Work to do -> Format each line below as one string in a JSON list, leaving out blank lines.

Given records ->
——

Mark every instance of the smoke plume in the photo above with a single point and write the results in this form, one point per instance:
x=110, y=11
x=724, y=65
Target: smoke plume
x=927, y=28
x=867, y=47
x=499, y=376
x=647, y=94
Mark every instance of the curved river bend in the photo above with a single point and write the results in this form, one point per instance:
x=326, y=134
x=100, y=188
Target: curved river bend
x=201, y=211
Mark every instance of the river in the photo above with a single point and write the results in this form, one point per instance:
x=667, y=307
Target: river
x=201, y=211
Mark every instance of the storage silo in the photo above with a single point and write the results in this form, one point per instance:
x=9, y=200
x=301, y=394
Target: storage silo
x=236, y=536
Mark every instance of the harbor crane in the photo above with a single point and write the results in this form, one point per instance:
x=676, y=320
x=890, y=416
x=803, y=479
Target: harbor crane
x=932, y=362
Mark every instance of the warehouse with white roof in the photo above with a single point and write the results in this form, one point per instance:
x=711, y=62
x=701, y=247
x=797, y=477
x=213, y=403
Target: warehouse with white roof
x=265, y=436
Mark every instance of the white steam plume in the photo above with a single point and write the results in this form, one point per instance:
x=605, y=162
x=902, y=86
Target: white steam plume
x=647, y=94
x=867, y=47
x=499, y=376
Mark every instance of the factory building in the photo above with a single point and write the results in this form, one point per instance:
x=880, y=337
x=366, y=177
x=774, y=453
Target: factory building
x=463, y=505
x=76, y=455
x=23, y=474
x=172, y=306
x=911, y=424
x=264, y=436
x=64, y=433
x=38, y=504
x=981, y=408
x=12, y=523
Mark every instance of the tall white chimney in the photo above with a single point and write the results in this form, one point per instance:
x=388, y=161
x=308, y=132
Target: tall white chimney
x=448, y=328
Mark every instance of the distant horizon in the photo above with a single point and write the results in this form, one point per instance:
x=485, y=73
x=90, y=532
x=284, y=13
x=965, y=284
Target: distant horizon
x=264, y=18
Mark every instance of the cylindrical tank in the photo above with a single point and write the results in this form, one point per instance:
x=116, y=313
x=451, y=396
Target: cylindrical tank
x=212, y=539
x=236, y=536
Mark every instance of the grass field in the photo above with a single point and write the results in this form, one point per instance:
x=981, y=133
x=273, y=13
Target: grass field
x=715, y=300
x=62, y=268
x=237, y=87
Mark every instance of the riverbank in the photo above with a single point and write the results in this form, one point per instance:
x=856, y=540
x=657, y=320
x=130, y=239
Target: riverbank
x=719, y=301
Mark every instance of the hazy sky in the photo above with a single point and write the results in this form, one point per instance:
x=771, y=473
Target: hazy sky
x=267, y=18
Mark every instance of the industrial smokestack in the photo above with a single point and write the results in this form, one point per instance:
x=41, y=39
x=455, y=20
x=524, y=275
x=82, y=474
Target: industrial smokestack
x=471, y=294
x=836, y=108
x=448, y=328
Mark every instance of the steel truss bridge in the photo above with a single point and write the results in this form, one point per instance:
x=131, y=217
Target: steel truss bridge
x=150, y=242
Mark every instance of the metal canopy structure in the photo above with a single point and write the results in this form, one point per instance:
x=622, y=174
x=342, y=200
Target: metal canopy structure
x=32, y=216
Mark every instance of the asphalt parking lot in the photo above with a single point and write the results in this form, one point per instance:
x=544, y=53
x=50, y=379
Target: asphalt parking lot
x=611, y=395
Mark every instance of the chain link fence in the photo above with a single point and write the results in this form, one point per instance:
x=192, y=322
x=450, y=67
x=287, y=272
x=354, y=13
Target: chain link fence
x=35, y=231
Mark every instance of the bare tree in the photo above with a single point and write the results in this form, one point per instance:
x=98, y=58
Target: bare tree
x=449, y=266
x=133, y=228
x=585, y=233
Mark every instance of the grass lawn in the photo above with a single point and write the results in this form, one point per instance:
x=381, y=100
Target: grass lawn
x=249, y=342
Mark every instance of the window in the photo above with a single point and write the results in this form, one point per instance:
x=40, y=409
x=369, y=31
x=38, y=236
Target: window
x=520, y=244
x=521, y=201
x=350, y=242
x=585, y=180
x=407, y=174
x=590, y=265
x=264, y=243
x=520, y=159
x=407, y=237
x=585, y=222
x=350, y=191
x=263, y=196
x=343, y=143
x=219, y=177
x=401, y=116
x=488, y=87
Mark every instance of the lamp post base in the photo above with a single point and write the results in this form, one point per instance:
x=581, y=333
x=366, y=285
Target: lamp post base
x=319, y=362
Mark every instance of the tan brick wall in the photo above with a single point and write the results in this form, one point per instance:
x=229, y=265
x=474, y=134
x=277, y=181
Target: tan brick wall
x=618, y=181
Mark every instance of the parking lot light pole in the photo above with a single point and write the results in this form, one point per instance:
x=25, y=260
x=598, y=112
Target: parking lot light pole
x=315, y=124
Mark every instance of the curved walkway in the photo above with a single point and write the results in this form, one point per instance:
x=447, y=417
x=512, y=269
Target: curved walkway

——

Complete answer ->
[
  "Mark every instance of the smoke plume in the photo above with a single point and write the results in this form, one point per instance:",
  "x=110, y=11",
  "x=724, y=65",
  "Target: smoke plume",
  "x=927, y=28",
  "x=867, y=47",
  "x=499, y=376",
  "x=647, y=94",
  "Mark every instance of the curved river bend in the photo above with a single point and write the results in this form, one point per instance:",
  "x=326, y=134",
  "x=100, y=188",
  "Target: curved river bend",
  "x=201, y=211",
  "Mark every instance of the river in the photo above with a single point and write the results in this form, one point per instance:",
  "x=667, y=307",
  "Target: river",
  "x=201, y=211",
  "Mark every instance of the storage silo in the photo above with a single point and write the results in this form, one point per instance:",
  "x=9, y=200",
  "x=301, y=394",
  "Target: storage silo",
  "x=236, y=536",
  "Mark every instance of the harbor crane in the photo above with a single point and write the results in this form, one point per instance:",
  "x=676, y=320",
  "x=890, y=416",
  "x=803, y=479",
  "Target: harbor crane",
  "x=932, y=362",
  "Mark every instance of the warehouse with white roof in the photo above with a single point and write the results in this form, one point per instance:",
  "x=711, y=62",
  "x=701, y=247",
  "x=797, y=477",
  "x=213, y=403",
  "Target: warehouse with white roof",
  "x=265, y=436",
  "Mark every instance of the white steam plume in the photo above with a single point and write the results in this form, one point per instance:",
  "x=605, y=162",
  "x=902, y=86",
  "Target: white steam plume",
  "x=647, y=94",
  "x=867, y=47",
  "x=499, y=376",
  "Mark every instance of the factory building in the photo above with a single point and write the results in this form, one point per instance:",
  "x=880, y=337",
  "x=366, y=177",
  "x=774, y=453",
  "Target: factory building",
  "x=463, y=505",
  "x=76, y=455",
  "x=23, y=474",
  "x=172, y=306",
  "x=911, y=424",
  "x=264, y=436",
  "x=64, y=433",
  "x=38, y=504",
  "x=981, y=408",
  "x=12, y=523",
  "Mark every instance of the tall white chimney in the photo above with a single point and write the results in this form, one point per instance:",
  "x=388, y=161",
  "x=308, y=132",
  "Target: tall white chimney",
  "x=448, y=328",
  "Mark every instance of the distant horizon in the photo above with a single point and write the results in this form, one point per instance:",
  "x=485, y=73",
  "x=90, y=532",
  "x=284, y=13",
  "x=965, y=284",
  "Target: distant horizon",
  "x=264, y=18",
  "Mark every instance of the cylindrical tank in the photo above with a single point and write the results in this form, one point per instance:",
  "x=116, y=313",
  "x=451, y=396",
  "Target: cylindrical tank",
  "x=212, y=539",
  "x=236, y=536",
  "Mark every instance of the grass field in the photo above with a single point and write the results in this form, one point per instance:",
  "x=981, y=133",
  "x=273, y=13",
  "Target: grass field",
  "x=715, y=300",
  "x=62, y=268",
  "x=237, y=87",
  "Mark every instance of the riverbank in the photo above with a single point and write the results in this form, one point per instance:",
  "x=856, y=540",
  "x=657, y=320",
  "x=130, y=239",
  "Target: riverbank",
  "x=719, y=301",
  "Mark every instance of the hazy sky in the photo above with a single point and write the results in this form, one point per instance:",
  "x=771, y=473",
  "Target: hazy sky",
  "x=267, y=18",
  "Mark every instance of the industrial smokestack in the photo above with a single point and write the results in this form, one point per instance:",
  "x=41, y=39",
  "x=455, y=20",
  "x=524, y=275",
  "x=82, y=474",
  "Target: industrial smokestack",
  "x=471, y=294",
  "x=836, y=108",
  "x=448, y=328",
  "Mark every instance of the steel truss bridge in the photo above with a single point and write the results in this form, one point per instance:",
  "x=131, y=217",
  "Target: steel truss bridge",
  "x=150, y=242",
  "Mark every instance of the metal canopy structure in the photo above with a single point and write the results in this form, one point per instance:",
  "x=622, y=174",
  "x=342, y=200",
  "Target: metal canopy structure",
  "x=32, y=216",
  "Mark every instance of the asphalt parking lot in the photo above with a single point and write the results in this form, one point per instance:",
  "x=544, y=53",
  "x=50, y=379",
  "Target: asphalt parking lot",
  "x=611, y=395",
  "Mark every instance of the chain link fence in the photo above with a single point and write the results in this form, one point per instance:",
  "x=192, y=322",
  "x=450, y=67",
  "x=287, y=272",
  "x=354, y=13",
  "Target: chain link fence",
  "x=35, y=231",
  "Mark every instance of the bare tree in the photo above with a single point and write the results in this form, one point per instance:",
  "x=98, y=58",
  "Target: bare tree",
  "x=449, y=266",
  "x=133, y=228",
  "x=585, y=233",
  "Mark every instance of the grass lawn in the photo above with a single point and write the results in this form, one point per instance:",
  "x=381, y=100",
  "Target: grass lawn",
  "x=249, y=342",
  "Mark every instance of the window in the photo above with a single point and write the results in this form, one point per instance:",
  "x=40, y=409",
  "x=369, y=31",
  "x=38, y=236",
  "Target: window",
  "x=520, y=244",
  "x=521, y=201",
  "x=350, y=242",
  "x=585, y=180",
  "x=407, y=174",
  "x=590, y=265",
  "x=264, y=243",
  "x=520, y=159",
  "x=407, y=237",
  "x=585, y=222",
  "x=350, y=191",
  "x=263, y=196",
  "x=343, y=143",
  "x=219, y=177",
  "x=401, y=116",
  "x=488, y=87",
  "Mark every instance of the lamp post base in the photo above with a single point and write the results in this form, one point per instance:",
  "x=581, y=333",
  "x=366, y=285",
  "Target: lamp post base",
  "x=319, y=362",
  "Mark every instance of the tan brick wall in the photo above with a single point and write the results in this form, one point per instance:",
  "x=229, y=265",
  "x=474, y=134",
  "x=277, y=181",
  "Target: tan brick wall",
  "x=618, y=181",
  "Mark every instance of the parking lot light pole in the photo above with a single point and write the results in this form, one point per instance:",
  "x=25, y=260",
  "x=598, y=112",
  "Target: parking lot light pole",
  "x=315, y=124",
  "Mark every instance of the curved walkway in the photo above with a single point and write the results in this form, one point per instance:",
  "x=447, y=417",
  "x=512, y=269",
  "Target: curved walkway"
]